Point localization data
━━━
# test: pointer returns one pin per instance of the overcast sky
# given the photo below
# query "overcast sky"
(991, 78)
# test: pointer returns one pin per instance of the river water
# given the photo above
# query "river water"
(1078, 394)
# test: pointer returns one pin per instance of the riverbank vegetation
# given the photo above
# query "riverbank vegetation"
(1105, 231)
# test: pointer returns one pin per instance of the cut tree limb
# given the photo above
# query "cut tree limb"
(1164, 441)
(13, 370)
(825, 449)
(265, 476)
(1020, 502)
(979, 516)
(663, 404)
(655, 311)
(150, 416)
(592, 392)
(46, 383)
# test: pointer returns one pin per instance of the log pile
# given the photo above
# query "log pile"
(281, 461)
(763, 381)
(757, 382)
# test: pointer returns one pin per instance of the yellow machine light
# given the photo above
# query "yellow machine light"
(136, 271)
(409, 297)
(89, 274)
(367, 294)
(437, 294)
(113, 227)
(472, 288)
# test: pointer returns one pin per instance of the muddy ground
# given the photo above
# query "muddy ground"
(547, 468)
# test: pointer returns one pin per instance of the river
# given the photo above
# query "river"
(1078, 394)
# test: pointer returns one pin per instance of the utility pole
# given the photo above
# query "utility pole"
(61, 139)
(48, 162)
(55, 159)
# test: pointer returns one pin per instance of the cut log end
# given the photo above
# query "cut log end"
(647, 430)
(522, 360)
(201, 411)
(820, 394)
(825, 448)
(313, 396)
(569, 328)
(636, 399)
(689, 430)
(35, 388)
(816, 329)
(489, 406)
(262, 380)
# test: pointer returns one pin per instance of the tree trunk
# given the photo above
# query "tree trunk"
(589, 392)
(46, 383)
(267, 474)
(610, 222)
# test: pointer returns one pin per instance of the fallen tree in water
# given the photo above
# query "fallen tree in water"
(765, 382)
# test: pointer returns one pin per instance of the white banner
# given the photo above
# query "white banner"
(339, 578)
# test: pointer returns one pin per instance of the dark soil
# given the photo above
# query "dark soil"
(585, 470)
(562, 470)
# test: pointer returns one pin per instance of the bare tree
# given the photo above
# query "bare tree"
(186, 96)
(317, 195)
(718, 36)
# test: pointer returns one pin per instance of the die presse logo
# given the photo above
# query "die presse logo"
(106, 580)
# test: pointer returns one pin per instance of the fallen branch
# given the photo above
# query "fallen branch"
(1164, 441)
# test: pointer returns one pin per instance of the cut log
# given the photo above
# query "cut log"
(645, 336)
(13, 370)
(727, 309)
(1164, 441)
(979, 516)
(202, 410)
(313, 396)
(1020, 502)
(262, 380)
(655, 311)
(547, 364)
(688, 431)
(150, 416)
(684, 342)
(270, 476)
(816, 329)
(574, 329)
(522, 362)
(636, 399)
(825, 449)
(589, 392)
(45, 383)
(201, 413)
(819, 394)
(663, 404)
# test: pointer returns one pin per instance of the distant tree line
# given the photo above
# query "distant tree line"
━━━
### Task requirements
Would you please give the number of lines in the data above that contain the string "distant"? Reply with that number only.

### Exercise answer
2